[Istruzioni da seguire]
Trascrivi dal brano riportato più sotto il passo che va da «Il lavoro in» fino a «una nuova prospettiva...» compreso, senza cambiare nulla.

[Brano]
=-=-=

Foto Unsplash/Hush Naidoo

Canada. «Riscoprire la mia appartenenza»

Il lavoro in ospedale, che inizia a essere sempre più difficile. E un cd di canti russi ascoltato in auto ogni mattina, «espressione di un popolo» che apre una nuova prospettiva...

Negli ultimi giorni ho incominciato ad ascoltare la musica corale russa di un cd della collana Spirto Gentil curata da don Giussani, mentre mi reco al lavoro. Ricordo come se fosse ieri la prima volta che ho ascoltato questa musica. All’epoca era totalmente estranea alla mia sensibilità, ma era forte il desiderio di scoprire cosa c’era dietro questa musica e perché Don Giussani ne fosse innamorato. Gli piaceva molto perché era l’espressione di un popolo, e ce l’ha fatta ascoltare, tanto da farla diventare parte della mia storia. Quando la si ascolta, si percepisce questa unità impressionante, questo coro commovente in sottofondo. Il coro cantando esprime questa esperienza di popolo in modo sublime, e quando il solista comincia a cantare, la sua voce si alza come espressione di questo popolo. Come diceva don Giussani, il solista canta in funzione del coro.

=-=-=

[Dati di localizzazione a un punto per istanza]

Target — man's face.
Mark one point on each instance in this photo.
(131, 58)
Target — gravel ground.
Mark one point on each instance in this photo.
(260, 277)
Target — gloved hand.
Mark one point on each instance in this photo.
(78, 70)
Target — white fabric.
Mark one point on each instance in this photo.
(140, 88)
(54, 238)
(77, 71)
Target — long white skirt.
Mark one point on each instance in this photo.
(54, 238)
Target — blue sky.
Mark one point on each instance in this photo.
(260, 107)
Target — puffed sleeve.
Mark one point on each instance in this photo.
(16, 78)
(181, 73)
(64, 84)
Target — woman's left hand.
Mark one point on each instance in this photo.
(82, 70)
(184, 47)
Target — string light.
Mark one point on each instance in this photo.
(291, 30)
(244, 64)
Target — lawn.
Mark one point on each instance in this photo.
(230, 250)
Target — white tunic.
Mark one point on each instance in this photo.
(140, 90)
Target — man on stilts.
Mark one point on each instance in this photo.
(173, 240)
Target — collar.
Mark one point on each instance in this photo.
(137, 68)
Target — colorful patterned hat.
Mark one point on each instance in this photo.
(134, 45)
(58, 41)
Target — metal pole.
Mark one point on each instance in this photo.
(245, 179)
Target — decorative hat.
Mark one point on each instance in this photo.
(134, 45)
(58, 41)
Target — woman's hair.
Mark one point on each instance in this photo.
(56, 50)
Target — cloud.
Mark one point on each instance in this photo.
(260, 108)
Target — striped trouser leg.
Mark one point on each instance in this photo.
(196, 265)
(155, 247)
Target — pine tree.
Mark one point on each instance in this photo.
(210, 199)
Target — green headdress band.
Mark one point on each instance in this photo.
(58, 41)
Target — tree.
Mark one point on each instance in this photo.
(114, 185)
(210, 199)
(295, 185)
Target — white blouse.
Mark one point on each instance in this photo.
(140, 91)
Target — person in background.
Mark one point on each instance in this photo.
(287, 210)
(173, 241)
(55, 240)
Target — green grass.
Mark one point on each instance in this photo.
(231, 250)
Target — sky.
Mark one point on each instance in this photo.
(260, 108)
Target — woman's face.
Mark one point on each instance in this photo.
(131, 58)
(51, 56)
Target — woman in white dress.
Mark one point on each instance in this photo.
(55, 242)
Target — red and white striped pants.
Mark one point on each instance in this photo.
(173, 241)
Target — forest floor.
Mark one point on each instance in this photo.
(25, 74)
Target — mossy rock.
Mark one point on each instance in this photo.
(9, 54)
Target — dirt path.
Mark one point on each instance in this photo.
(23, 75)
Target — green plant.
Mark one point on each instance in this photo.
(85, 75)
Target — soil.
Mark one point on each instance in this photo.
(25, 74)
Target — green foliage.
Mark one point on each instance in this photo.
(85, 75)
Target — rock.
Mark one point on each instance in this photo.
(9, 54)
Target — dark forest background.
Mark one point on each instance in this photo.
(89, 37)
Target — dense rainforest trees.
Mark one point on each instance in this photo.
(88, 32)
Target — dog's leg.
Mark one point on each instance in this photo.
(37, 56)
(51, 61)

=-=-=

[Soluzione proposta]
Il lavoro in ospedale, che inizia a essere sempre più difficile. E un cd di canti russi ascoltato in auto ogni mattina, «espressione di un popolo» che apre una nuova prospettiva...